▶ **Task objective**
Quote every one of the rows below word for word.

▶ **Available records**
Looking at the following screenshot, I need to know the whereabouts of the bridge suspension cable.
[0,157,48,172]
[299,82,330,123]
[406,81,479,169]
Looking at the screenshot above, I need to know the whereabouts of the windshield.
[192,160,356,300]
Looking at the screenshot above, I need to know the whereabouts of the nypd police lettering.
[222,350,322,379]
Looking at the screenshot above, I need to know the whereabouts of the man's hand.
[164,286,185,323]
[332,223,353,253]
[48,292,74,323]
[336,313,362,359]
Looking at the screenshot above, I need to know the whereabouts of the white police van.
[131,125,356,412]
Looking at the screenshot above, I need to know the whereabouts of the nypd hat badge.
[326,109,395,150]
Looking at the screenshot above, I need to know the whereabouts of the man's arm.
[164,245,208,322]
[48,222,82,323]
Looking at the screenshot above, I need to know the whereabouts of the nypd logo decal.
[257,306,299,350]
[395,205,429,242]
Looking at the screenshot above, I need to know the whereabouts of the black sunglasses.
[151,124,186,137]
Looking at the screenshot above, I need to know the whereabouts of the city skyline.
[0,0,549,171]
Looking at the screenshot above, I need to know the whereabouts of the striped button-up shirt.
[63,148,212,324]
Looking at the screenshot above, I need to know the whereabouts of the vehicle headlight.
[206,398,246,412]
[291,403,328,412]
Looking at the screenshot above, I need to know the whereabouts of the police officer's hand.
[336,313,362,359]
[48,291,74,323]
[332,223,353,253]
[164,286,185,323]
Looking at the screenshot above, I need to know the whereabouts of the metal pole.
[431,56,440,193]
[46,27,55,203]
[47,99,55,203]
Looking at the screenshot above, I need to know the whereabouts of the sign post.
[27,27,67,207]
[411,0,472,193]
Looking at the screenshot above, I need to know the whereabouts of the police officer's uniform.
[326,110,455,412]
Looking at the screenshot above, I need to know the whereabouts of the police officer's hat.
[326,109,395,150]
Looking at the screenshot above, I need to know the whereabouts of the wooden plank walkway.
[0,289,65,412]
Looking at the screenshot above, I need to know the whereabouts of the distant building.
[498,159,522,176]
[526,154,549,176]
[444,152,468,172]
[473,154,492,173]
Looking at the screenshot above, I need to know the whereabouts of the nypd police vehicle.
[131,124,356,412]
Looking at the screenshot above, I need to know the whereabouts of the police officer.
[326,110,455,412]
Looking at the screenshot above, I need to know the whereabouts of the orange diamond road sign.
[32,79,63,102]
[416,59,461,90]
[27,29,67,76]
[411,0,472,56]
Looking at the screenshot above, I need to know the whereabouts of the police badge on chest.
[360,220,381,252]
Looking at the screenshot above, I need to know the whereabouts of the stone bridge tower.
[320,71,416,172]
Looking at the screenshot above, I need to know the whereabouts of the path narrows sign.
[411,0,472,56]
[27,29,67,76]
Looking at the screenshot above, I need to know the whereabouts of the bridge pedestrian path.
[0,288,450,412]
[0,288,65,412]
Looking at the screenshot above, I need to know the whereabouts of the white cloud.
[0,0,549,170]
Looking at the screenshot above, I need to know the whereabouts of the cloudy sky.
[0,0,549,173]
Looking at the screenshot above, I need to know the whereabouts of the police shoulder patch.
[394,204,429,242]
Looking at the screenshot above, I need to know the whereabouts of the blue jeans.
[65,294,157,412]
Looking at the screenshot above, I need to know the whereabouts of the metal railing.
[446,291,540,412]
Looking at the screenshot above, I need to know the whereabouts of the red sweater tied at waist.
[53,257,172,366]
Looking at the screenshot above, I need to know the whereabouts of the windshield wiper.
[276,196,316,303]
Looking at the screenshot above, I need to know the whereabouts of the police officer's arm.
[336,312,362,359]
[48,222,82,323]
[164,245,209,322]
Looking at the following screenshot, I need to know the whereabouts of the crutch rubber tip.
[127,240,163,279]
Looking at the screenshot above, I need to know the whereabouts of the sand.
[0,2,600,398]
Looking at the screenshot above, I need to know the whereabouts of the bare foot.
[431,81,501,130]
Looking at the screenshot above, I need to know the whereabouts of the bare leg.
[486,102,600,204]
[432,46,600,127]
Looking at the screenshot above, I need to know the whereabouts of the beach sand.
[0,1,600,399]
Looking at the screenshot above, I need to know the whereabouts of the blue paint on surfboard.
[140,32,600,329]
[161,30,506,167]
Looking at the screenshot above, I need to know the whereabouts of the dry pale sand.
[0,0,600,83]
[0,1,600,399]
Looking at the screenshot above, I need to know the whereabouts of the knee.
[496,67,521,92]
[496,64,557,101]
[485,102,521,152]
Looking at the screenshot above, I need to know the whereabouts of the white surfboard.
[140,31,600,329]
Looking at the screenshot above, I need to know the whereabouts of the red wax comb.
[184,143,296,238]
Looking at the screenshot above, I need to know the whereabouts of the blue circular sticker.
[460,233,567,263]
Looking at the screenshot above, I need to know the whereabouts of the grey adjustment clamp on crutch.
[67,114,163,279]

▶ **Result of this exercise**
Looking at the following screenshot, I need to know the whereabouts of the bridge suspension cable.
[0,157,48,172]
[299,82,330,123]
[406,81,479,169]
Looking at the screenshot above, I need to know the whereabouts of the windshield.
[192,160,356,300]
Looking at the screenshot above, I need to know the whereabouts of the nypd police lettering.
[222,350,322,379]
Looking at the screenshot above, I need to know the whereabouts of the man's hand.
[164,286,185,323]
[332,223,353,253]
[48,292,74,323]
[336,313,362,359]
Looking at the screenshot above, I need to know the whereabouts of the white police van.
[131,125,356,412]
Looking at the screenshot above, I need to know the whereabouts of the nypd hat badge.
[326,109,395,150]
Looking at the screenshot above, I need to know the whereabouts of the man's arm.
[164,245,208,322]
[48,222,82,323]
Looking at the screenshot above, I need to know the whereabouts of the nypd logo decal.
[257,306,299,350]
[395,205,429,242]
Looking at the screenshot above, I need to know the whereabouts of the black sunglasses.
[151,124,186,137]
Looking at the screenshot above, I need to know the whereabouts of the city skyline.
[0,0,549,171]
Looking at the screenshot above, I need to know the whereabouts of the striped button-up shirt.
[63,148,212,324]
Looking at the screenshot above, I need to know the whereabouts of the vehicle headlight.
[206,398,246,412]
[291,403,328,412]
Looking at the screenshot above, I need to know the whereabouts of the police officer's hand.
[336,313,362,359]
[48,291,74,323]
[332,223,353,253]
[164,286,185,323]
Looking at the screenshot above, I need to know the whereabouts of the metal pole.
[431,56,440,193]
[46,27,55,203]
[47,99,55,203]
Looking at the screenshot above, I need to know the whereabouts of the sign post.
[27,27,67,207]
[411,0,472,193]
Looking at the screenshot above, I need to know the whereabouts of the police officer's uniform.
[326,110,455,412]
Looking at the screenshot above, I need to know the whereabouts of the police officer's hat.
[326,109,395,150]
Looking at the screenshot above, I need to know the whereabouts of the wooden plank walkway.
[0,289,65,412]
Looking at the screenshot above, I need to know the whereabouts of the distant building.
[498,159,522,176]
[526,154,549,176]
[444,152,468,172]
[473,154,492,173]
Looking at the screenshot above, I need to know the whereabouts of the nypd police vehicle.
[131,124,356,412]
Looking at the screenshot above, I need to know the whereabouts of the police officer.
[326,110,455,412]
Looking at the screenshot above, I need to know the whereabouts of the orange diamond road sign.
[32,79,63,102]
[416,59,461,90]
[27,29,67,76]
[411,0,472,56]
Looking at the screenshot above, I need to know the whereabouts of the police badge on chest.
[360,220,381,252]
Looking at the screenshot above, I need to know the whereabouts of the stone bridge tower.
[320,71,416,172]
Looking at the screenshot above, I need to know the whereabouts of the path narrows sign.
[411,0,472,56]
[27,29,67,76]
Looking at the screenshot above, I need to know the whereabouts of the bridge pedestrian path.
[0,288,450,412]
[0,288,65,412]
Looking at the screenshot above, I need to know the whereabouts of the white cloud.
[0,0,549,170]
Looking at the screenshot above, I need to know the whereabouts of the cloudy sky.
[0,0,549,173]
Looking at the screenshot above, I need to know the whereabouts of the police shoulder patch.
[394,204,429,242]
Looking at the screenshot above, I need to know the whereabouts of the blue jeans.
[65,294,157,412]
Looking at the screenshot above, I need to know the whereabouts of the metal railing.
[446,291,540,412]
Looking at the screenshot above, I need to know the whereabouts of the red sweater tied at waist.
[53,257,172,366]
Looking at the screenshot above, I need to know the whereabouts of the windshield wiper.
[276,196,316,303]
Looking at the screenshot above, I need to know the whereabouts of the police officer's arm.
[336,312,362,359]
[48,222,82,323]
[164,245,209,322]
Looking at the following screenshot, I need to know the whereabouts of the crutch rubber tip.
[127,240,163,279]
Looking at the screenshot above, I need to know the whereabouts of the sand.
[0,2,600,398]
Looking at the screenshot above, I need to know the whereabouts of the bare foot.
[431,81,501,130]
Looking at the screenshot above, I need to know the whereabouts of the bare leg.
[486,102,600,204]
[432,46,600,127]
Looking at the screenshot above, I need to know the whereabouts of the beach sand.
[0,1,600,399]
Looking at the screenshot above, I need to know the whereabouts of the blue paint on surfboard.
[140,32,600,329]
[161,30,506,167]
Looking at the screenshot above, I need to know the whereabouts of the dry pale sand.
[0,0,600,83]
[0,1,600,399]
Looking at the screenshot above, I need to know the whereabouts of the knee.
[496,67,521,92]
[496,64,557,101]
[485,102,521,152]
Looking at the screenshot above, I need to know the whereabouts of the white surfboard.
[140,31,600,329]
Looking at the screenshot above, I need to know the whereabouts of the red wax comb.
[184,143,296,238]
Looking at the screenshot above, I need to know the whereabouts of the blue circular sticker.
[460,233,567,263]
Looking at the screenshot above, I need to know the whereabouts of the grey adjustment clamp on crutch.
[67,114,163,279]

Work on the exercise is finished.